In the article on the game show "Debt," transcribe word for word the passage starting at "The scene is" and ending at "to spend money.".

■ Text block
----------

Originally published at IntellectualCapital.com
By K. Daniel Glover

The scene is a metaphor for life in the 1990s: Each weeknight, three debt-laden consumers compete for the right to have the Lifetime cable television network pay their credit-card bills, college or car loans, mortgages, or any other financial commitments that put a drag on the family budget. Contestants, who must prove that they are in debt, answer questions about pop culture to gain “credit,” and in the final round, the person who answers the last question correctly gets his or her bills paid.

The program, hosted by game-show veteran Wink Martindale, is appropriately named “Debt,” and it demonstrates two truisms about our generation of Americans: We love stupid television — and we love to spend money.

Living beyond our means
Unfortunately, many consumers also have no qualms about spending more money than they earn, hence the market for a game show that is “designed with the ’90s consumer in mind” and that promises to rid its contestants of “endless monthly finance charges and minimum payments.” Even in an economy that is booming by most standards, Americans still manage to overextend themselves financially.

----------

■ Entries shown
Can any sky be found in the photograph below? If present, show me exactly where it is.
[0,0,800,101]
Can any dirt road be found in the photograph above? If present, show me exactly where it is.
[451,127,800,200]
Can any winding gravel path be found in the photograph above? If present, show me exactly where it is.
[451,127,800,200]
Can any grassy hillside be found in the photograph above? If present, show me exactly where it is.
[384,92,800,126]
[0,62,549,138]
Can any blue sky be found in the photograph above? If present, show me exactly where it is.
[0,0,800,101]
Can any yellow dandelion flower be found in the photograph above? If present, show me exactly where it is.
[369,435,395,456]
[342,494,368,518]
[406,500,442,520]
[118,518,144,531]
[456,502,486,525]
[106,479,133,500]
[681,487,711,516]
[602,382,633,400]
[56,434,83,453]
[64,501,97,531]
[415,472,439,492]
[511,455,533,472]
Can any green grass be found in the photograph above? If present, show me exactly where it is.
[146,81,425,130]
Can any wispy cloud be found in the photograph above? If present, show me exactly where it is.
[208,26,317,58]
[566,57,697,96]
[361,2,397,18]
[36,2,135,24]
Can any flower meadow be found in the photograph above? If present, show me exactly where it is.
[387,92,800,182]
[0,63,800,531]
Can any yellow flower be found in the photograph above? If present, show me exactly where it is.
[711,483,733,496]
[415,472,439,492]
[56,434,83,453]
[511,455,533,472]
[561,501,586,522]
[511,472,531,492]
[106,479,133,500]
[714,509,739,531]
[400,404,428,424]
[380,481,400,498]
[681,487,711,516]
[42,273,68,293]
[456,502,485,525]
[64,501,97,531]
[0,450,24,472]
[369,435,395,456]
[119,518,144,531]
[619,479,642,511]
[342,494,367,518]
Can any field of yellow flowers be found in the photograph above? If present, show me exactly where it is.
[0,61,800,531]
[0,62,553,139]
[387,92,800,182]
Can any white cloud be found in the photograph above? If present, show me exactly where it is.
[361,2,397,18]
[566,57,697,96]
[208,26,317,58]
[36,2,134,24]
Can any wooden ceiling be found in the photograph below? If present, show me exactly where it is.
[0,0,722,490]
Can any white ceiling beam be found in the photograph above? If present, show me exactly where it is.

----------

■ Task answer
The scene is a metaphor for life in the 1990s: Each weeknight, three debt-laden consumers compete for the right to have the Lifetime cable television network pay their credit-card bills, college or car loans, mortgages, or any other financial commitments that put a drag on the family budget. Contestants, who must prove that they are in debt, answer questions about pop culture to gain “credit,” and in the final round, the person who answers the last question correctly gets his or her bills paid.

The program, hosted by game-show veteran Wink Martindale, is appropriately named “Debt,” and it demonstrates two truisms about our generation of Americans: We love stupid television — and we love to spend money.